Begin with the line where "Query: man with short beard" appears. Set down that line and the rest of the records below it exactly as given.

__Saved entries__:
=== Begin Enclosure ===

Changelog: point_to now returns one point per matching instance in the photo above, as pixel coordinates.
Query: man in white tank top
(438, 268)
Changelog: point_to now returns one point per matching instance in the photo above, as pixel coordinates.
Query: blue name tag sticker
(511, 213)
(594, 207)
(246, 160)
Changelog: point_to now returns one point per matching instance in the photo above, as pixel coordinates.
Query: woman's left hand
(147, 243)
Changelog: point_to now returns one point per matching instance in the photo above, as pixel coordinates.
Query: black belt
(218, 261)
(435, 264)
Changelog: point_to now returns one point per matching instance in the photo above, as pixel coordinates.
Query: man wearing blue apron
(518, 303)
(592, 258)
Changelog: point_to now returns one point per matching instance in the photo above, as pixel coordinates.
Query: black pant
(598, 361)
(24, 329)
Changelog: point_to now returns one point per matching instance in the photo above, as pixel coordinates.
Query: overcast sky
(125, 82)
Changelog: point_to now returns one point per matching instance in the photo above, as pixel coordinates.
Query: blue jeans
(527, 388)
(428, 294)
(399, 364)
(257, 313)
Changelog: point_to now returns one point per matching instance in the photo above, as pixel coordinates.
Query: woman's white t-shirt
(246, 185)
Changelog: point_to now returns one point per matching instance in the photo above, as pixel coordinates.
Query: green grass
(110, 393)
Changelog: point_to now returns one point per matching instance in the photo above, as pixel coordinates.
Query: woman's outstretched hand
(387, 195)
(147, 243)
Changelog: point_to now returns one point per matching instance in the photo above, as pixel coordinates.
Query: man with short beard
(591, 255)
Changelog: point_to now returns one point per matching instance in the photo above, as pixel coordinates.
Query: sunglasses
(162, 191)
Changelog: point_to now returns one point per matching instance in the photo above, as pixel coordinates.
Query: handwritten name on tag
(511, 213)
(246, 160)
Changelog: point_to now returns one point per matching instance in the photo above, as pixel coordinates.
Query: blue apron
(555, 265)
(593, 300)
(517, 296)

=== End Enclosure ===

__EXPECTED ANSWER__:
Query: man with short beard
(591, 255)
Changelog: point_to now returns one point per matching instance in the photo above, as pixel coordinates.
Query: sunglasses
(162, 191)
Changelog: point_to now returns one point per matching instance in the photo above, as pixel coordinates.
Query: handwritten name on tag
(511, 213)
(246, 160)
Changelog: point_to now returns one point per matching instance in the photo above, as pixel coordinates.
Query: blue apron
(555, 265)
(593, 300)
(517, 296)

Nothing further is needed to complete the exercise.